### [TASK REQUIREMENTS]
Gather each line below that contains the word "water" and copy it out in full. Case counts.

### [MATERIAL SHOWN]
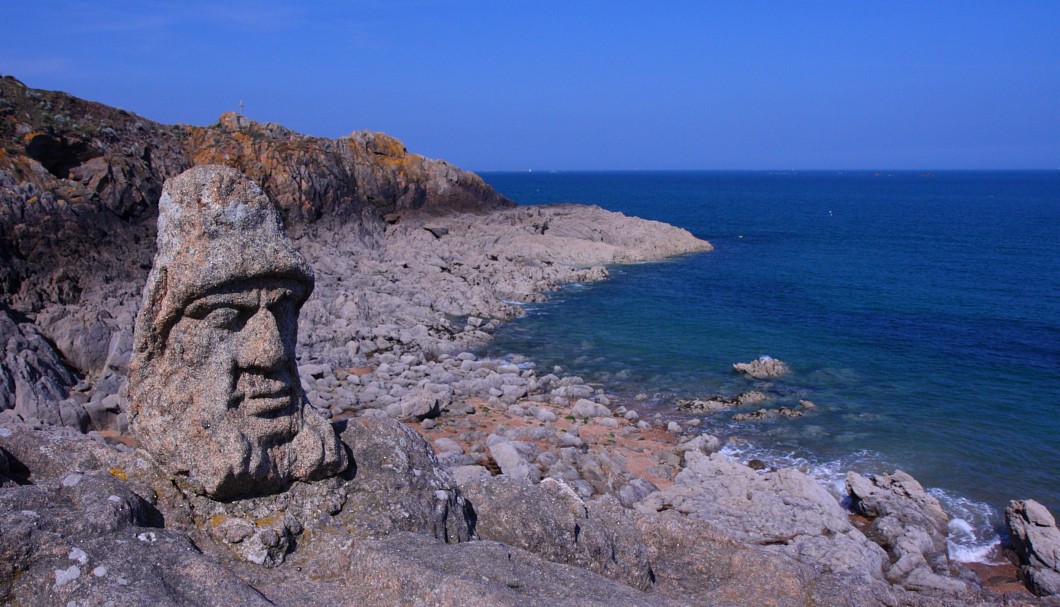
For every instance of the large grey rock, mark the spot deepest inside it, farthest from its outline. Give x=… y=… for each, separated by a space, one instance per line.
x=34 y=380
x=512 y=460
x=1036 y=539
x=88 y=538
x=551 y=521
x=214 y=384
x=409 y=570
x=398 y=483
x=911 y=523
x=785 y=511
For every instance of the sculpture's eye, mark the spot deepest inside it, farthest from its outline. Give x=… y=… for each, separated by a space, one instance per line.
x=223 y=317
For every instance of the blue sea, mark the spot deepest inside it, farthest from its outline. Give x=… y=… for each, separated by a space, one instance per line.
x=919 y=311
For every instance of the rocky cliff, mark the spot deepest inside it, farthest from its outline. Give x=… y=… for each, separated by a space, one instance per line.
x=405 y=248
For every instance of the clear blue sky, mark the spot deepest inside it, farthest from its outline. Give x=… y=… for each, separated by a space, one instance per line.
x=608 y=85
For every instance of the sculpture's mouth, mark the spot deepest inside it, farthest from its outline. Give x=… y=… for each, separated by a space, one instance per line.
x=263 y=396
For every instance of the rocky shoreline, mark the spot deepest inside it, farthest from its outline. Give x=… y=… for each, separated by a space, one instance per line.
x=473 y=481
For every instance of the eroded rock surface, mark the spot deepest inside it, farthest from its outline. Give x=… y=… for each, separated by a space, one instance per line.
x=911 y=522
x=1036 y=538
x=762 y=368
x=214 y=386
x=784 y=511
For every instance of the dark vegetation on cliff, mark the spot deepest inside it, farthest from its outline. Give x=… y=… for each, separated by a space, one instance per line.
x=80 y=183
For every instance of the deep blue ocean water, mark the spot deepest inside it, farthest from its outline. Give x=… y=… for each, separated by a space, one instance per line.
x=920 y=311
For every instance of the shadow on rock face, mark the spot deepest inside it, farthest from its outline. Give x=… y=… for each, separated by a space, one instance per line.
x=213 y=382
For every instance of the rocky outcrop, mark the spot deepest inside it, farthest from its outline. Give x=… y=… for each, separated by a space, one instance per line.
x=714 y=404
x=784 y=511
x=80 y=184
x=551 y=521
x=221 y=313
x=911 y=523
x=398 y=483
x=78 y=190
x=801 y=409
x=762 y=368
x=1036 y=539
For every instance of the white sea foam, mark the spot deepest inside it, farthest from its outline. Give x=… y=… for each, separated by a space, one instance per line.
x=972 y=534
x=972 y=537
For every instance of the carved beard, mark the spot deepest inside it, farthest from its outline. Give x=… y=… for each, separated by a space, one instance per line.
x=212 y=440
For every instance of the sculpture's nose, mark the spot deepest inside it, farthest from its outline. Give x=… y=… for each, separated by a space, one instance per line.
x=262 y=345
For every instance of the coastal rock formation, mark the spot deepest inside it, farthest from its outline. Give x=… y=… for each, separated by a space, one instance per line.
x=797 y=411
x=550 y=520
x=221 y=314
x=784 y=511
x=762 y=368
x=80 y=184
x=414 y=263
x=1036 y=539
x=911 y=523
x=713 y=404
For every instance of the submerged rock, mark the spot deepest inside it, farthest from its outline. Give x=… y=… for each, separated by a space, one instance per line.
x=762 y=368
x=214 y=384
x=911 y=523
x=1036 y=539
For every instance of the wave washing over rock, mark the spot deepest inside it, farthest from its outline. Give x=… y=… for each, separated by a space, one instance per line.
x=504 y=485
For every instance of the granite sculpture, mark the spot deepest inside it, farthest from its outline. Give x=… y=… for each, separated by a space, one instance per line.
x=214 y=389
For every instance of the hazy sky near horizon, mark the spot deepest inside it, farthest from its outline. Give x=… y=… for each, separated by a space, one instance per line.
x=582 y=85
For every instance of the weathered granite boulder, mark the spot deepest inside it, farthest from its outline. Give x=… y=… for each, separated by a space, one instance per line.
x=214 y=387
x=1034 y=534
x=784 y=511
x=398 y=483
x=911 y=523
x=34 y=380
x=712 y=404
x=762 y=368
x=551 y=521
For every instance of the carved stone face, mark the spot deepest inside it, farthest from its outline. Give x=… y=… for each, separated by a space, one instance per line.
x=237 y=344
x=214 y=384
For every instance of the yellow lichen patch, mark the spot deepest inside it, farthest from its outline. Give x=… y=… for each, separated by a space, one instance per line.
x=266 y=521
x=31 y=136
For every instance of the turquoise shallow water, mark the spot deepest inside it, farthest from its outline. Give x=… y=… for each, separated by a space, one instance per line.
x=921 y=313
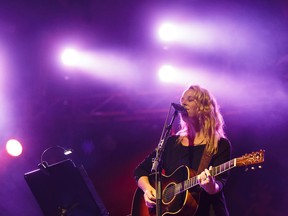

### [THE ANSWER]
For every instance of the deep blue ocean water, mark the spot deepest inside it, farthest from its outline. Give x=… y=… for each, separated by a space, one instance per line.
For every instance of the turquoise shallow water, mark the spot deepest inside it, farthest from its outline. Give x=… y=… for each, separated by a space, one instance per line.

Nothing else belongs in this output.